- EXERCISE PROMPT:
Each line of the records that holds "light" should be shown in full.

- Point localization data:
--

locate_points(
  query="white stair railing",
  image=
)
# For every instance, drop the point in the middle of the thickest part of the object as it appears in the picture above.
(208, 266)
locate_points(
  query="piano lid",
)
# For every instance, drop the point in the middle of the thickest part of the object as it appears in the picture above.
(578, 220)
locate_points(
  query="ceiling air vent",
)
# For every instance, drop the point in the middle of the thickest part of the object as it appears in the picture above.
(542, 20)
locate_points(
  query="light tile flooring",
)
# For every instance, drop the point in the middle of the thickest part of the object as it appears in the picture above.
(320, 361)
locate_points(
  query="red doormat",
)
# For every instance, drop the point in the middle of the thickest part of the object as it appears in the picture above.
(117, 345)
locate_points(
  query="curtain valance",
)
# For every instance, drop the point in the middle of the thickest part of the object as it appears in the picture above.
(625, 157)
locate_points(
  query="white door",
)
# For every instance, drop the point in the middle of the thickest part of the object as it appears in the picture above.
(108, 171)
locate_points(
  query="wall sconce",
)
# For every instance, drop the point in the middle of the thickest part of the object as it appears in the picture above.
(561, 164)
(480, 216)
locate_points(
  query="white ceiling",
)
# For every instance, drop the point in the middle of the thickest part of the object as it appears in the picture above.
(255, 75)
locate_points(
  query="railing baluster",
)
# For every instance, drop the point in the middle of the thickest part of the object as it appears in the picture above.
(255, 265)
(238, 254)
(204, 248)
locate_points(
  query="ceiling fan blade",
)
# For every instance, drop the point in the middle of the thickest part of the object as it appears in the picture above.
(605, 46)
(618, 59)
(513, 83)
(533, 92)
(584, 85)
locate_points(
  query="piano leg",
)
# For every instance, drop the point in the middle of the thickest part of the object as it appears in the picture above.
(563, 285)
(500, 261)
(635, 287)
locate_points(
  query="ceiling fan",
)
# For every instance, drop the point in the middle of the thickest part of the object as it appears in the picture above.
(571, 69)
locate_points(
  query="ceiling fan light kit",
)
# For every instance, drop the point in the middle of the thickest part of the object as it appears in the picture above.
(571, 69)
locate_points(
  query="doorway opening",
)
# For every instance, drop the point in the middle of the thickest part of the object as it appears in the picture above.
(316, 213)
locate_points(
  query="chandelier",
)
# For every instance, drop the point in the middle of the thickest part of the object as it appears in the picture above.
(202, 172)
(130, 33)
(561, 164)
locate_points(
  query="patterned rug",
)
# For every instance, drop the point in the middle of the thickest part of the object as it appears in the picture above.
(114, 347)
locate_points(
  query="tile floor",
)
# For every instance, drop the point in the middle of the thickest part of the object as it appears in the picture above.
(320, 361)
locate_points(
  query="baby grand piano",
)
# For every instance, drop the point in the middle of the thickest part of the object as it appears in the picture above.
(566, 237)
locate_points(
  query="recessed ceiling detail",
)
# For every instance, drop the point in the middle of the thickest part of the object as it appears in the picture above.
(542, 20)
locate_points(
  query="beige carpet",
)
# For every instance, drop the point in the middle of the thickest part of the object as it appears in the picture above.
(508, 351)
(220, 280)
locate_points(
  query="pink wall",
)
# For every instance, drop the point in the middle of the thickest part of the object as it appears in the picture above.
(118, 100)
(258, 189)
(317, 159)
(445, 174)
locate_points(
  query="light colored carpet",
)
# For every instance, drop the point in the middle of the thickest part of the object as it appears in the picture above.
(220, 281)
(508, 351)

--

- EXPECTED OUTPUT:
  query="light tile flooring",
  query="ceiling fan light kit",
  query="light colored carpet",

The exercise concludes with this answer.